[Start of section]

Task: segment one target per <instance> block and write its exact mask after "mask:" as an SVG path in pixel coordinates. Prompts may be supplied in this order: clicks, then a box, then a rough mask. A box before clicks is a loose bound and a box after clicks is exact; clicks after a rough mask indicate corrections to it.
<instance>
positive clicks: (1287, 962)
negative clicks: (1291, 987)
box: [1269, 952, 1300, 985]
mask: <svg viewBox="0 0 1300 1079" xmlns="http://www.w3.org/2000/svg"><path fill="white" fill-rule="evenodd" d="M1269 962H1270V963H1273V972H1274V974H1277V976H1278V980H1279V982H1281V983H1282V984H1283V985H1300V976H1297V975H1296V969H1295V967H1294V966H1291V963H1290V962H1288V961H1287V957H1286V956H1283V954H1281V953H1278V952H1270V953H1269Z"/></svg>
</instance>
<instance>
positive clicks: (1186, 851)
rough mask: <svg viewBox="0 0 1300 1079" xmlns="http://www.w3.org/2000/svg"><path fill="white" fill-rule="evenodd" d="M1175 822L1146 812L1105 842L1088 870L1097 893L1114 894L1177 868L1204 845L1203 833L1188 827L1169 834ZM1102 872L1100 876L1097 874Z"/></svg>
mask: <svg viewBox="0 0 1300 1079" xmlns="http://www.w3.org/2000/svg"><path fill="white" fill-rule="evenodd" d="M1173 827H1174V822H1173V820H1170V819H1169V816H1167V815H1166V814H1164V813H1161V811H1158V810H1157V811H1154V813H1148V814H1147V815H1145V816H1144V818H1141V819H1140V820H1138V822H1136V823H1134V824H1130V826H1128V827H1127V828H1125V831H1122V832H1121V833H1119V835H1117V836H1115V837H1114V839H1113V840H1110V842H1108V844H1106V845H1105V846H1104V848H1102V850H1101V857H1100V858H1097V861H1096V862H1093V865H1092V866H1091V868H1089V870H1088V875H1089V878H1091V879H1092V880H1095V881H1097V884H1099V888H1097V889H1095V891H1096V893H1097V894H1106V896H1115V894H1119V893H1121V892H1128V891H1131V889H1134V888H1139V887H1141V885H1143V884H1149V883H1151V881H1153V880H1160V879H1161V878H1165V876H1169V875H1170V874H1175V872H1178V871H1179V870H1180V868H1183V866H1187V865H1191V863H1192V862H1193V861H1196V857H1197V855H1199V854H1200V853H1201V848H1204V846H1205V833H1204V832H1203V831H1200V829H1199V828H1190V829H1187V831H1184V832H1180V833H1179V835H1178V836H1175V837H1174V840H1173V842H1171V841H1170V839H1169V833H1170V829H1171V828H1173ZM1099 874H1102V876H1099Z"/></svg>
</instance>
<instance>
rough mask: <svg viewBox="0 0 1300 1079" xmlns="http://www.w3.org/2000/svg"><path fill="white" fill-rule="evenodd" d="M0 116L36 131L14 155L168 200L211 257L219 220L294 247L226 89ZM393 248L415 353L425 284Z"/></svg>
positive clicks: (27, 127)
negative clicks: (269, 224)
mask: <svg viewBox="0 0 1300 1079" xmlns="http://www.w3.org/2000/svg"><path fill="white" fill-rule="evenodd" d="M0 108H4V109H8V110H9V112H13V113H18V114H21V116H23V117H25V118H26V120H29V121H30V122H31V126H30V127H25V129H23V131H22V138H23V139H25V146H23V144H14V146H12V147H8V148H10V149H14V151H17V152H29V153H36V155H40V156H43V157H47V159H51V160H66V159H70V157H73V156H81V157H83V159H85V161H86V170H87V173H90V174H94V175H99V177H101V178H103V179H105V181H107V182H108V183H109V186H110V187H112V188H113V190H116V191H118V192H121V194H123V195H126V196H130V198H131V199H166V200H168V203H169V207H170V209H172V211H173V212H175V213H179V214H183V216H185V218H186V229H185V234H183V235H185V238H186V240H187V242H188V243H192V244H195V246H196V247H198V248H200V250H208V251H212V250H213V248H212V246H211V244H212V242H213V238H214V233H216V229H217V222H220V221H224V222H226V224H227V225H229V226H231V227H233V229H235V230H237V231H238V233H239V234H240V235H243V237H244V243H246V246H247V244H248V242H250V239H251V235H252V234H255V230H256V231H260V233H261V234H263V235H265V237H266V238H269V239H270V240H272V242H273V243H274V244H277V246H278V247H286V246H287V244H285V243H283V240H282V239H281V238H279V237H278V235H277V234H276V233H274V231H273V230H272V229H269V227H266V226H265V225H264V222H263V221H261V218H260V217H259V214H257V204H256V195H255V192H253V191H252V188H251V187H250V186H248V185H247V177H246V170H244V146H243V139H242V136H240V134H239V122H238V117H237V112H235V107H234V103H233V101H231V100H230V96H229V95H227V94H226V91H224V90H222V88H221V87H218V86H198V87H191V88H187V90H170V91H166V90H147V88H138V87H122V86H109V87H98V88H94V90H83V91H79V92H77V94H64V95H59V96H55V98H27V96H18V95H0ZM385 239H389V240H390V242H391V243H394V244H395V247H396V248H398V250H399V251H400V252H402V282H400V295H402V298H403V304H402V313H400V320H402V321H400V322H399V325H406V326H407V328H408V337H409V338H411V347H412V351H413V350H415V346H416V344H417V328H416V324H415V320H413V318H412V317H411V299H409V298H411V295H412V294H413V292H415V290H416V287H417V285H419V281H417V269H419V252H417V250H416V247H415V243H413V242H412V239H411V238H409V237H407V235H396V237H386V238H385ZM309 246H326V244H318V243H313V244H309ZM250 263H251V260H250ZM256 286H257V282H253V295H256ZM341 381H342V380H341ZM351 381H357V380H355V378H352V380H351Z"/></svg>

[End of section]

TASK DETAILS -> Each entry above should be retyped exactly, with nothing missed.

OUTPUT OF THE EXERCISE ->
Task: segment one target per <instance> block and write its exact mask after "mask:" as an SVG path in pixel coordinates. Prompts may be supplied in this order: clicks, then a box, then a rough mask. A box before clicks is a loose bound and a box after clicks is exact; clicks after a rough mask indicate corrections to it.
<instance>
positive clicks: (1287, 962)
negative clicks: (1291, 987)
box: [1269, 952, 1300, 985]
mask: <svg viewBox="0 0 1300 1079" xmlns="http://www.w3.org/2000/svg"><path fill="white" fill-rule="evenodd" d="M1269 962H1270V963H1273V972H1274V974H1277V976H1278V980H1279V982H1281V983H1282V984H1283V985H1300V976H1297V975H1296V969H1295V967H1294V966H1291V963H1290V962H1288V961H1287V957H1286V956H1283V954H1281V953H1278V952H1270V953H1269Z"/></svg>
</instance>
<instance>
positive clicks: (1186, 851)
rough mask: <svg viewBox="0 0 1300 1079" xmlns="http://www.w3.org/2000/svg"><path fill="white" fill-rule="evenodd" d="M1175 822L1146 812L1105 842L1088 870L1097 893L1114 894L1177 868L1204 845L1203 833L1188 827L1169 834ZM1102 872L1100 876L1097 874Z"/></svg>
mask: <svg viewBox="0 0 1300 1079" xmlns="http://www.w3.org/2000/svg"><path fill="white" fill-rule="evenodd" d="M1173 827H1174V822H1173V820H1170V819H1169V816H1167V815H1166V814H1164V813H1161V811H1158V810H1157V811H1154V813H1148V814H1147V815H1145V816H1144V818H1141V819H1140V820H1138V822H1136V823H1134V824H1130V826H1128V827H1127V828H1125V831H1122V832H1121V833H1119V835H1117V836H1115V837H1114V839H1113V840H1110V842H1108V844H1106V845H1105V846H1104V848H1102V850H1101V857H1100V858H1097V861H1096V862H1093V865H1092V866H1091V868H1089V870H1088V875H1089V878H1091V879H1092V880H1095V881H1097V884H1099V888H1097V889H1095V891H1096V893H1097V894H1106V896H1115V894H1119V893H1121V892H1128V891H1131V889H1134V888H1139V887H1141V885H1143V884H1149V883H1151V881H1153V880H1160V879H1161V878H1165V876H1169V875H1170V874H1175V872H1178V871H1179V870H1180V868H1183V866H1187V865H1191V863H1192V862H1193V861H1196V857H1197V855H1199V854H1200V853H1201V848H1204V846H1205V833H1204V832H1203V831H1200V829H1199V828H1190V829H1187V831H1184V832H1180V833H1179V835H1178V836H1175V837H1174V840H1173V842H1171V841H1170V839H1169V833H1170V829H1171V828H1173ZM1099 874H1102V876H1099Z"/></svg>
</instance>
<instance>
rough mask: <svg viewBox="0 0 1300 1079" xmlns="http://www.w3.org/2000/svg"><path fill="white" fill-rule="evenodd" d="M0 116L36 131L14 155L168 200L211 257L219 220L294 247L226 89ZM393 248L415 353L425 284Z"/></svg>
positive clicks: (27, 127)
negative clicks: (269, 224)
mask: <svg viewBox="0 0 1300 1079" xmlns="http://www.w3.org/2000/svg"><path fill="white" fill-rule="evenodd" d="M0 108H4V109H8V110H9V112H13V113H18V114H21V116H23V117H25V118H26V120H29V121H30V122H31V126H30V127H25V129H23V131H22V138H23V139H25V146H23V144H14V146H12V147H8V148H10V149H14V151H17V152H29V153H36V155H40V156H43V157H47V159H51V160H66V159H70V157H73V156H81V157H83V159H85V161H86V170H87V173H90V174H94V175H99V177H101V178H103V179H105V181H107V182H108V183H109V186H110V187H112V188H113V190H116V191H118V192H121V194H123V195H126V196H130V198H131V199H166V200H168V203H169V207H170V209H172V211H173V212H175V213H179V214H183V216H185V218H186V229H185V234H183V235H185V238H186V240H187V242H188V243H192V244H195V246H196V247H198V248H200V250H208V251H212V250H213V248H212V246H211V244H212V242H213V238H214V233H216V229H217V222H220V221H224V222H226V224H227V225H229V226H231V227H233V229H235V230H237V231H238V233H239V234H240V235H243V237H244V243H246V246H247V244H248V242H250V239H251V235H252V234H255V230H256V231H260V233H261V234H263V235H265V237H266V238H269V239H270V240H272V242H273V243H274V244H277V246H278V247H286V246H287V244H285V243H283V240H282V239H281V238H279V237H278V235H277V234H276V233H274V231H273V230H272V229H269V227H266V226H265V225H264V222H263V221H261V218H260V217H259V214H257V204H256V195H255V192H253V191H252V188H251V187H250V186H248V185H247V177H246V170H244V146H243V139H242V136H240V134H239V122H238V117H237V112H235V107H234V103H233V101H231V100H230V96H229V95H227V94H226V91H224V90H222V88H221V87H218V86H198V87H191V88H187V90H170V91H166V90H147V88H138V87H122V86H109V87H98V88H94V90H83V91H79V92H77V94H64V95H59V96H55V98H27V96H18V95H0ZM385 239H389V240H390V242H391V243H394V244H395V247H396V248H398V250H399V251H400V252H402V282H400V295H402V298H403V304H402V313H400V320H402V321H400V322H399V325H406V326H407V328H408V337H409V338H411V347H412V351H413V350H415V346H416V344H417V328H416V324H415V320H413V318H412V317H411V299H409V298H411V295H412V294H413V292H415V290H416V287H417V285H419V281H417V269H419V252H417V250H416V247H415V243H413V242H412V239H411V238H409V237H407V235H396V237H386V238H385ZM309 246H326V244H318V243H313V244H309ZM250 263H251V260H250ZM256 286H257V282H253V295H256ZM341 381H342V380H341ZM351 381H357V380H355V378H352V380H351Z"/></svg>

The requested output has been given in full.